Task description –
Substitute "annotation sheet" for "lane-count log" in every one of the records below, keeping everything else unchanged.

----- Stored data -----

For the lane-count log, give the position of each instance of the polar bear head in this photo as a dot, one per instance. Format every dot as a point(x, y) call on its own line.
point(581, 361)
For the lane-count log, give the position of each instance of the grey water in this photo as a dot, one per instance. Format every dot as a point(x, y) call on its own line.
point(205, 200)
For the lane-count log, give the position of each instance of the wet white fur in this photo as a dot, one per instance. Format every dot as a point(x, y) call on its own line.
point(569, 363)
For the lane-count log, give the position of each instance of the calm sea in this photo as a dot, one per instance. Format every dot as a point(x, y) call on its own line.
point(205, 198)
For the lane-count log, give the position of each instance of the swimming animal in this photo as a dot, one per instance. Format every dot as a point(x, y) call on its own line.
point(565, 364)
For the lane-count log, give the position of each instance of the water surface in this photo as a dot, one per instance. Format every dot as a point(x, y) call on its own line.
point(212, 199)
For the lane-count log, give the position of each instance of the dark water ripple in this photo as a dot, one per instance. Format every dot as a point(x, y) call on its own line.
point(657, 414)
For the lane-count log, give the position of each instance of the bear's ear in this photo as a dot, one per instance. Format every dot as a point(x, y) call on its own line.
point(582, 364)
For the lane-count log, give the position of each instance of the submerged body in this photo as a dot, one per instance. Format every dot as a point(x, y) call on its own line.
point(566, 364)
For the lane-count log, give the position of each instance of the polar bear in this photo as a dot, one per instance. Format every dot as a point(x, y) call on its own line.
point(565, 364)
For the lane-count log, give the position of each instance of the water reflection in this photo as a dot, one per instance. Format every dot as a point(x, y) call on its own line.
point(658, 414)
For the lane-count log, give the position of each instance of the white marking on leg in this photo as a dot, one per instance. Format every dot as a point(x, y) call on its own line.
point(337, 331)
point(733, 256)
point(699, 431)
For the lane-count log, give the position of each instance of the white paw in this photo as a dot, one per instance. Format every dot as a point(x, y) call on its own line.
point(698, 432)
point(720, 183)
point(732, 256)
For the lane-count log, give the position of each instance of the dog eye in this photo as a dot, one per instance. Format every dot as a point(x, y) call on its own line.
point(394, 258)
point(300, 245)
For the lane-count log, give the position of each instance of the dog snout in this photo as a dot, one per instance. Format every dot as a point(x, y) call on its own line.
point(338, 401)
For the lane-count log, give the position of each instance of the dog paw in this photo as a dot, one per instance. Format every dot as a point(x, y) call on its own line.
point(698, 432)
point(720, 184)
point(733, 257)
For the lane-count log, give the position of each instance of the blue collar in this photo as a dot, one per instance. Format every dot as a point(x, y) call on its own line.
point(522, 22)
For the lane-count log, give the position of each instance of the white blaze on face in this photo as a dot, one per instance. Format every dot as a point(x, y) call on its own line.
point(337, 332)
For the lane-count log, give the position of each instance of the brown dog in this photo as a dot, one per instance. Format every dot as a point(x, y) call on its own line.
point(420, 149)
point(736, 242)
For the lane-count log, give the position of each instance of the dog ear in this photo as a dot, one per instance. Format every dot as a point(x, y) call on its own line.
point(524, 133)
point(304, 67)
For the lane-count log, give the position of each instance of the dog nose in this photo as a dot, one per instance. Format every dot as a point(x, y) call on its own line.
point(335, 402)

-----

The reply –
For the annotation sheet, give the position of each instance of the polar bear head in this photo as a dot, one per instance. Format every dot as a point(x, y) call on its own line.
point(581, 361)
For the annotation sheet, give the position of each instance of the grey water in this photo as a dot, one per instance. Format every dot as a point(x, y) call on its own line.
point(205, 200)
For the annotation sheet, give the position of each instance of the wet white fur in this photo as a dot, one per instance. Format every dot as a point(x, y) call on its own line.
point(569, 363)
For the annotation sheet, give the position of each instance of the calm sea in this photo as a dot, one per instance. Format every dot as a point(x, y) call on its own line.
point(205, 198)
For the annotation sheet, give the position of each instance of the swimming animal in this photo as a dot, one per instance. Format every dot as a point(x, y) call on its own line.
point(565, 364)
For the annotation sheet, give the position of each instance of the water surface in this photo as a dot, one per instance. Format every dot as a point(x, y) call on its own line.
point(212, 199)
For the annotation sheet, give the position of each instance of the dark water ripple in this photo as a dot, one per instance. Format every dot as a point(x, y) call on its own line.
point(657, 414)
For the annotation sheet, give the position of each instance of the bear's ear in this photo as a dot, one per instance. Format every dot as a point(x, y) call on its own line.
point(582, 364)
For the annotation sheet, give the position of each instance of the submerged body in this photo as a dot, one per instance. Format every dot as a point(x, y) call on its own line.
point(566, 364)
For the annotation sheet, give the position of each instance of the polar bear in this photo as a dot, one per instance. Format every dot as a point(x, y) call on its own line.
point(565, 364)
For the annotation sheet, give the position of each instance of the water reflection in this photo as a dot, one per instance. Format every dot as a point(x, y) call on its own line.
point(658, 414)
For the annotation sheet, give the position of each instance of the white marking on leg in this photo as a dot, one per instance. Format every dot as a point(x, y) call on its own line.
point(337, 331)
point(733, 256)
point(699, 431)
For the annotation sheet, give the position of each instance of the white paw in this photo as a dot, one per instance. Format every dot as a point(x, y) call on its own line.
point(698, 432)
point(720, 183)
point(732, 256)
For the annotation sheet, give the position of each instance of the dog eye in this photo as a dot, one per instance. Format every dot as a point(x, y) call on its own line.
point(394, 258)
point(300, 245)
For the annotation sheet, give the position of each instance of the dog snout in this photo as a dot, one per instance. Format every dot as a point(x, y) call on its own line.
point(338, 401)
For the annotation sheet, give the position of each instance of the dog paw in this photo as a dot, one per instance. Format every dot as a point(x, y) call on its own line.
point(698, 432)
point(720, 184)
point(733, 257)
For the annotation sheet, give the position of each instance of the blue collar in this photo as a dot, one per instance. Format every dot as a point(x, y) call on its own line.
point(522, 22)
For the annotation sheet, give the position of each instance of the white blaze on face in this photo as a dot, one per instance. Format every dot as a point(x, y) call on its own line.
point(337, 332)
For the annotation sheet, give the position of each instance of the brown dog in this photo as a dot, one per instance. Format every dot as a point(x, y) call on its own line.
point(420, 149)
point(736, 242)
For the annotation sheet, give the position of each instance of the dog ear in this photo as a dot, one per instance. Format every dot as a point(x, y) call on its own line.
point(524, 133)
point(304, 67)
For the annotation sheet, give the position of each instance of the dog nose in this photo as a dot, one per instance. Format every dot as a point(x, y) call on its own line.
point(335, 402)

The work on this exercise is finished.